Give as output the line that contains "Objective: a point on each instance of the green", followed by every remaining line of the entries, unchanged and with nothing added.
**** Records ****
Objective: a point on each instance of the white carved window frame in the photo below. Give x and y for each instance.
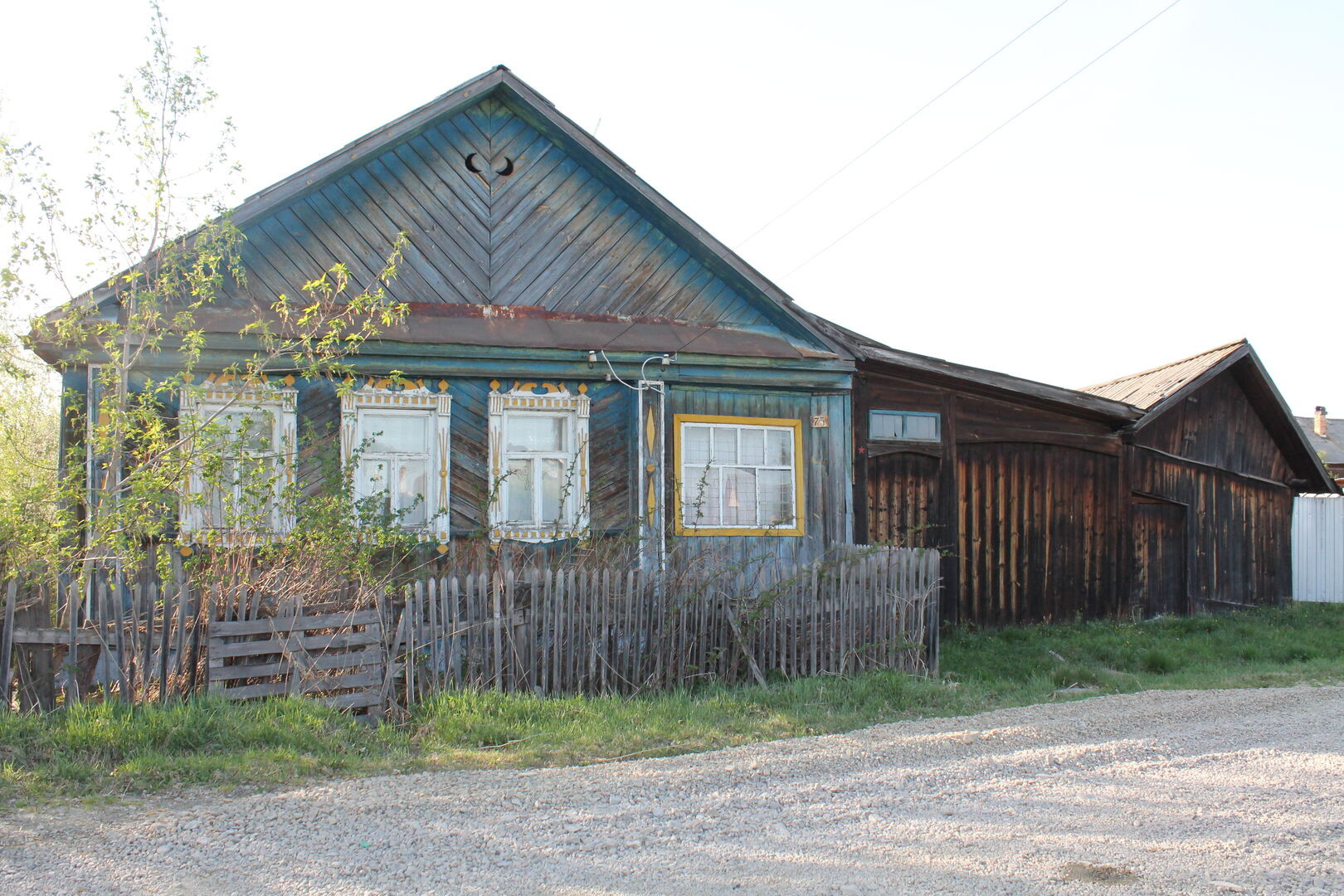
(202, 405)
(440, 407)
(576, 509)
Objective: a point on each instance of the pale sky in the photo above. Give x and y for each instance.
(1183, 192)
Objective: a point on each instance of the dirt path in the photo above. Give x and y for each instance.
(1152, 793)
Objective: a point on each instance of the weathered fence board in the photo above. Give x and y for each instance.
(336, 657)
(535, 631)
(622, 631)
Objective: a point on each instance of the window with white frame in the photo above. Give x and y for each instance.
(539, 465)
(241, 442)
(738, 476)
(398, 444)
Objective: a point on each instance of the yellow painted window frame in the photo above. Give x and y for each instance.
(679, 527)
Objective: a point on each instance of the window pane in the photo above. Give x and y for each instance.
(923, 427)
(370, 483)
(753, 446)
(776, 489)
(403, 433)
(696, 445)
(247, 430)
(739, 496)
(700, 496)
(778, 448)
(884, 426)
(535, 433)
(411, 486)
(519, 489)
(724, 445)
(553, 481)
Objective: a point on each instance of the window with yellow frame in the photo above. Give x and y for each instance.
(738, 475)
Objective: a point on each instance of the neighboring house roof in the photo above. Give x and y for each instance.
(507, 203)
(1164, 387)
(1149, 387)
(977, 379)
(1328, 448)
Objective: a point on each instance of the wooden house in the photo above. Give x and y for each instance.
(583, 359)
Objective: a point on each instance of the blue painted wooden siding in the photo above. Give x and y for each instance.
(554, 232)
(827, 466)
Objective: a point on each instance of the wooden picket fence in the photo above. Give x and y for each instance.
(624, 631)
(535, 629)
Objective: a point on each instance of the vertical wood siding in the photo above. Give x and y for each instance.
(903, 504)
(1220, 426)
(1038, 533)
(1238, 531)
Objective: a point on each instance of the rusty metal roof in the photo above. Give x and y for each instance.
(535, 327)
(1149, 387)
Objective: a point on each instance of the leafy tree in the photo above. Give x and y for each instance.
(139, 331)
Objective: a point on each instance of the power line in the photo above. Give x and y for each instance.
(908, 119)
(964, 152)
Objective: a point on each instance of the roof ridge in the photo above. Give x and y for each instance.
(1164, 367)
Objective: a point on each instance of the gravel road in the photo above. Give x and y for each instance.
(1164, 791)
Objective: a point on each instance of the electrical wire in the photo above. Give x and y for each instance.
(903, 123)
(968, 149)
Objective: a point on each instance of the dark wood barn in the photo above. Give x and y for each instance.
(1163, 492)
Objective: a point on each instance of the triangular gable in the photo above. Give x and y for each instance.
(1147, 388)
(1163, 388)
(505, 203)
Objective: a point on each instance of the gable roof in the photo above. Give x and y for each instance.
(1329, 448)
(507, 202)
(1149, 387)
(1164, 387)
(867, 349)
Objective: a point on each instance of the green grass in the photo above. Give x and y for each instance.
(110, 750)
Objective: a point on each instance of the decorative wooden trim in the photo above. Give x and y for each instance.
(555, 399)
(440, 406)
(679, 527)
(251, 394)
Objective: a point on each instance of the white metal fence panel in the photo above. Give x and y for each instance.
(1319, 548)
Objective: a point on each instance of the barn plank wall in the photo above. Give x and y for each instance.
(1054, 514)
(1213, 455)
(1025, 500)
****
* Written answer:
Objective: a point on each instance of the green grass in the photo above. Give x and y for each instance.
(110, 750)
Objective: a point on each instance of the decorative wooden trim in the photo above. Give x and y for each instance.
(555, 399)
(440, 406)
(679, 527)
(251, 394)
Objective: a point on each instance of the white metal fence panel in the photo above. Give x and y for each instance.
(1319, 548)
Objective: a point on each instance of the barn plank wall in the photo above. Give x and y for each instance.
(1054, 514)
(1213, 455)
(1025, 500)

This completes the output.